Rewrite the rows below from the line holding "for every instance of the crossed" through the end of the rows, inclusive, keeping the requests and offsetting each answer coordinate by adding 6 to every number.

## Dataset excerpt
======
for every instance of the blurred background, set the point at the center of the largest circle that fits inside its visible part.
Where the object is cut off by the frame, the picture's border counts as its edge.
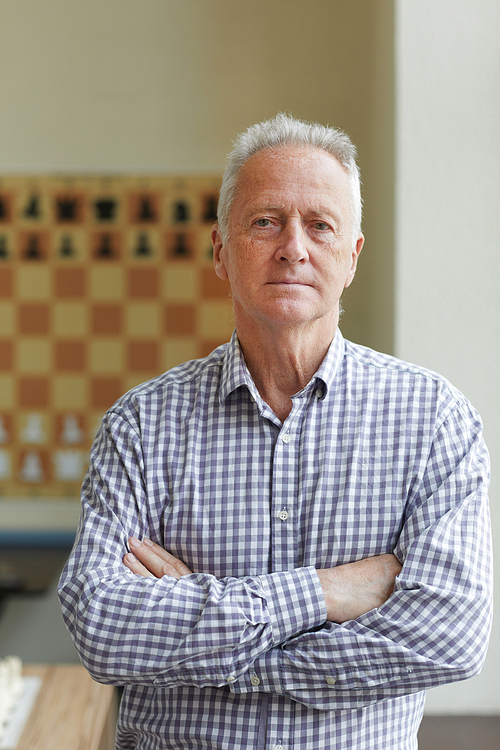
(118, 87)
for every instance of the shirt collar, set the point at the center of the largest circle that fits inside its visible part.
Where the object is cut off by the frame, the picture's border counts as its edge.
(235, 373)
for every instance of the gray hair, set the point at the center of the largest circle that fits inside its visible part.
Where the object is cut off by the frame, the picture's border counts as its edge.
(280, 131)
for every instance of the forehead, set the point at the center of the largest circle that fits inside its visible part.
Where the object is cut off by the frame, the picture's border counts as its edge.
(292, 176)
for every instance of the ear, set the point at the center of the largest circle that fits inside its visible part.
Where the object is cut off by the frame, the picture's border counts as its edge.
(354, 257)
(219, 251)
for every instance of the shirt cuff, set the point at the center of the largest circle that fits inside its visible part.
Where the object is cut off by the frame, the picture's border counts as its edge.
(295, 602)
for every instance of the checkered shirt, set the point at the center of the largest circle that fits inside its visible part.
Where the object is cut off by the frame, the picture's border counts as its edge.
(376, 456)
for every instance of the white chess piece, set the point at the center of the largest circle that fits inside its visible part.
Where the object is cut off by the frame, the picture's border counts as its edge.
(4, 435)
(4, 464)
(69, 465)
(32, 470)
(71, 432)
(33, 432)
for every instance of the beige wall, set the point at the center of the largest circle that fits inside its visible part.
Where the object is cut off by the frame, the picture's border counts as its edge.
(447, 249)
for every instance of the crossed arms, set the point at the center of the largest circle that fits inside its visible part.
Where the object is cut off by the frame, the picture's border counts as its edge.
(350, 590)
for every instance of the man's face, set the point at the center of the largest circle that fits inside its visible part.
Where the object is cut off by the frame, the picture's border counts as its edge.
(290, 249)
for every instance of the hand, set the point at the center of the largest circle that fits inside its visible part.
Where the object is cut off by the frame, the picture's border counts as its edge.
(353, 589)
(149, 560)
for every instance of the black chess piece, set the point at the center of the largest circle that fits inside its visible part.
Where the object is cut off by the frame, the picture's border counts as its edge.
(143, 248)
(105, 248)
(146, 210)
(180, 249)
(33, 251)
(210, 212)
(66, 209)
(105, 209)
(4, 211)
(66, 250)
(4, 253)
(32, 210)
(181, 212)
======
## CORRECT OUTPUT
for every instance of the crossed arms, set the point at the center of the largest circle that fits inside its visible part.
Where the object is cut off by the frame, the picture's border counts as its edge.
(356, 596)
for every instance of the man's face, set the point at the center of the largest circle that fits inside its visible part.
Where the object is cut off by the frame, the picture's border counts as its edge.
(296, 255)
for every instance of the hand, set the point at the center of the largest circle that fits inside its visible part.
Where the object is cut off by the frame, the picture's border counts as its edge.
(359, 595)
(155, 566)
for every instance of the black chess piece, set the point at the center of the largest circle that fits inside its visible part.
Where the object is cut off by the frame, the picture's border counts as its edge.
(149, 254)
(111, 254)
(152, 216)
(186, 255)
(39, 257)
(216, 218)
(72, 215)
(111, 215)
(10, 217)
(72, 256)
(10, 259)
(38, 216)
(187, 218)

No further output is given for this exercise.